* _Records for this task_:
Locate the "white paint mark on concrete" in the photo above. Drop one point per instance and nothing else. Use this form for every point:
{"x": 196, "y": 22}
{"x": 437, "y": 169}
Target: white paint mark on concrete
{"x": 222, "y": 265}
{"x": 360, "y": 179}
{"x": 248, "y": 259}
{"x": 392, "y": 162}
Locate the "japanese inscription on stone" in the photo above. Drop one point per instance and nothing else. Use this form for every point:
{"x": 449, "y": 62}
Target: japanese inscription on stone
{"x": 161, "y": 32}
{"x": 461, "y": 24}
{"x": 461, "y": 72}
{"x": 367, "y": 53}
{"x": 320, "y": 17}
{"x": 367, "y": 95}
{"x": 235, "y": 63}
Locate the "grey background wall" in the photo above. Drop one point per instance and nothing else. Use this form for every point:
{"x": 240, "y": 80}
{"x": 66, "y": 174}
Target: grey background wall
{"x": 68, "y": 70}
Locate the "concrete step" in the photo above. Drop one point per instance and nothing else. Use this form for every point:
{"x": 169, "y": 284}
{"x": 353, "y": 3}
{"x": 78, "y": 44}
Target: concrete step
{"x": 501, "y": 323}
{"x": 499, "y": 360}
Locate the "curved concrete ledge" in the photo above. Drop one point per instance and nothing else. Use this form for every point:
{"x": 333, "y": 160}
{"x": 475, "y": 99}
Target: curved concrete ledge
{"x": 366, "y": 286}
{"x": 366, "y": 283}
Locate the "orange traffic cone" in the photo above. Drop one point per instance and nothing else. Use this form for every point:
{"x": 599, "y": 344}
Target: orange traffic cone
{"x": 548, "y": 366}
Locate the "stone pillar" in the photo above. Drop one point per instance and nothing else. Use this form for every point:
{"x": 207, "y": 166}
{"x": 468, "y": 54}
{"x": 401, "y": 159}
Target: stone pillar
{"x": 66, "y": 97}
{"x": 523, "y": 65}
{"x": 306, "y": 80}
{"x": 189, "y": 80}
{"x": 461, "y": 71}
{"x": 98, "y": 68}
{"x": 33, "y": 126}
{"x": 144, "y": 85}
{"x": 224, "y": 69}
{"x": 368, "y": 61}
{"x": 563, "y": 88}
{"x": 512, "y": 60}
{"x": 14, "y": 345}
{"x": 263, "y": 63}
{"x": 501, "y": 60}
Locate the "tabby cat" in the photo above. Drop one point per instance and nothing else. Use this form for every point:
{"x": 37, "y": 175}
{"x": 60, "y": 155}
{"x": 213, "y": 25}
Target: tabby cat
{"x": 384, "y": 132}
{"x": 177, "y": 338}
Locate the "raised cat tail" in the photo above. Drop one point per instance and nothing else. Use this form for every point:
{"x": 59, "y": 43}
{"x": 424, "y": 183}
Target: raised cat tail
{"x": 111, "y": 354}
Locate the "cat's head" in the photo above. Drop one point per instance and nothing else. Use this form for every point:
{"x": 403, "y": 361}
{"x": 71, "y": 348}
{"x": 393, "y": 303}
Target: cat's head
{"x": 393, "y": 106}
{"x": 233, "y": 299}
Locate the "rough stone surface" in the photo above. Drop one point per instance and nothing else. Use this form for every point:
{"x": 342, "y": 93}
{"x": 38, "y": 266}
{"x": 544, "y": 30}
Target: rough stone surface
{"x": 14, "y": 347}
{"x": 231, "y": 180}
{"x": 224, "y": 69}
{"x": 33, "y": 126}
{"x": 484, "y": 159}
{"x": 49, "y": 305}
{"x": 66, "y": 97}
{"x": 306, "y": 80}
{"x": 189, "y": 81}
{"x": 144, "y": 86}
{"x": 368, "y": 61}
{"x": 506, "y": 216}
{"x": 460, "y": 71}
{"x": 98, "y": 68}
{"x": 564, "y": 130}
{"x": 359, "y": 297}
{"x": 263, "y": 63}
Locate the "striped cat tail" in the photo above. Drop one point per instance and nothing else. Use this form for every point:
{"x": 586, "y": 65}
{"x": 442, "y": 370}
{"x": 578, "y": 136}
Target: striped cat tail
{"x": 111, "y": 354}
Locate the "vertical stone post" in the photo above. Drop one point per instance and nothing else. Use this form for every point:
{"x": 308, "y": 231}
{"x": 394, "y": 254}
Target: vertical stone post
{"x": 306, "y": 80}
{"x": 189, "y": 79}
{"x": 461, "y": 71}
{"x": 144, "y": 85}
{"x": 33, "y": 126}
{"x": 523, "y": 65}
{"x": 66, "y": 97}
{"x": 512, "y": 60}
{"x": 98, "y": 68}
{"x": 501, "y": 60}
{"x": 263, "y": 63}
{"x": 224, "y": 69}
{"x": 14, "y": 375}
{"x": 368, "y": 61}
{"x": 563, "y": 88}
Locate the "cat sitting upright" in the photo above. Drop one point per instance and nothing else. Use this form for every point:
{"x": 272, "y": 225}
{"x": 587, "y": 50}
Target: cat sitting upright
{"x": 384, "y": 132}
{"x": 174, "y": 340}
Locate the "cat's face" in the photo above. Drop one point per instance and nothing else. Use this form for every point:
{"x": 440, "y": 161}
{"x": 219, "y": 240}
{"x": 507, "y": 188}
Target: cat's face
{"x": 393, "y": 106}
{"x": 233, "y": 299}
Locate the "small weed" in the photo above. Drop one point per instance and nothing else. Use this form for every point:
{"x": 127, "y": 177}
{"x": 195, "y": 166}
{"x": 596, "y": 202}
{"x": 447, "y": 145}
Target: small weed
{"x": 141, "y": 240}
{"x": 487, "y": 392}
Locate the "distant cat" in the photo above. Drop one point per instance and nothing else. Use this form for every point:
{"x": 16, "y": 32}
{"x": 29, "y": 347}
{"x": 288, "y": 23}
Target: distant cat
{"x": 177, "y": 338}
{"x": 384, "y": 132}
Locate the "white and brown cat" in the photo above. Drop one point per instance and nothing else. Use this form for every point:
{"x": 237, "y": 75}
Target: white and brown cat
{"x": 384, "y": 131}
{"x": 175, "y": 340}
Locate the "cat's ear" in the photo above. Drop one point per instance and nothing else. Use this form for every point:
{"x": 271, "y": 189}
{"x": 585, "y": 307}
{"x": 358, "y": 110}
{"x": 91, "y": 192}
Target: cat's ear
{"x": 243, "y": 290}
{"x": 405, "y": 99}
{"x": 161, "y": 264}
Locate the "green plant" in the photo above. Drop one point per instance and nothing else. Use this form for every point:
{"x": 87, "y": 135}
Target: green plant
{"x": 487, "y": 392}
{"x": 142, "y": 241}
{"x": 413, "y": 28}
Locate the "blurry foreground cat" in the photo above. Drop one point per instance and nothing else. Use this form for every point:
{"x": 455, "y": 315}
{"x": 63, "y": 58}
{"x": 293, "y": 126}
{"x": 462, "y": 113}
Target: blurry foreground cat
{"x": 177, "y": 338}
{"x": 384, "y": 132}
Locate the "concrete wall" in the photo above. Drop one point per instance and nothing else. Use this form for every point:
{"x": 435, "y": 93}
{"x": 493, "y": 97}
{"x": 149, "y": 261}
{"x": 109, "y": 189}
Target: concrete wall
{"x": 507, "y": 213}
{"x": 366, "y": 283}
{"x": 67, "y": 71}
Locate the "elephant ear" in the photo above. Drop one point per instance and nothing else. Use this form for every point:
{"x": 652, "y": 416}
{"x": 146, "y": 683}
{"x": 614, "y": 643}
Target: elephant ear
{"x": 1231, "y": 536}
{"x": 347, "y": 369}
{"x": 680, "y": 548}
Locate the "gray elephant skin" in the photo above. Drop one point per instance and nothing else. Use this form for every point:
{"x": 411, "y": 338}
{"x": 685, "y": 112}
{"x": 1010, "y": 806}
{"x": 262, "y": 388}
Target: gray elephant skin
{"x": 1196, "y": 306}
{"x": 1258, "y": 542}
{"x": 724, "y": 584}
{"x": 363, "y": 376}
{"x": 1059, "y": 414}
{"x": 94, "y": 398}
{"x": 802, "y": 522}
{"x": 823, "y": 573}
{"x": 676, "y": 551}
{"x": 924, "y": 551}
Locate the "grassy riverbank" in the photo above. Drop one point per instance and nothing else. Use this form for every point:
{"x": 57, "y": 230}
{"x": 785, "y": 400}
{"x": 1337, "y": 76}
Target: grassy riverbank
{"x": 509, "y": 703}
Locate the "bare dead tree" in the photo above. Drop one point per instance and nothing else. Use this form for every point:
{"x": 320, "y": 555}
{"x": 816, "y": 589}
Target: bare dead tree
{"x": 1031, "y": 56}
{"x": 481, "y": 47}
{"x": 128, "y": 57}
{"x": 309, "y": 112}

* _Exercise aim_: Pull out every line of the records above that contains the string "foreground". Treat the match as case-sensitive.

* _Output for this task_:
Locate the "blurry foreground cat" in the photo above. Drop one point per instance and nothing else. Use this form for every point:
Target: blurry foreground cat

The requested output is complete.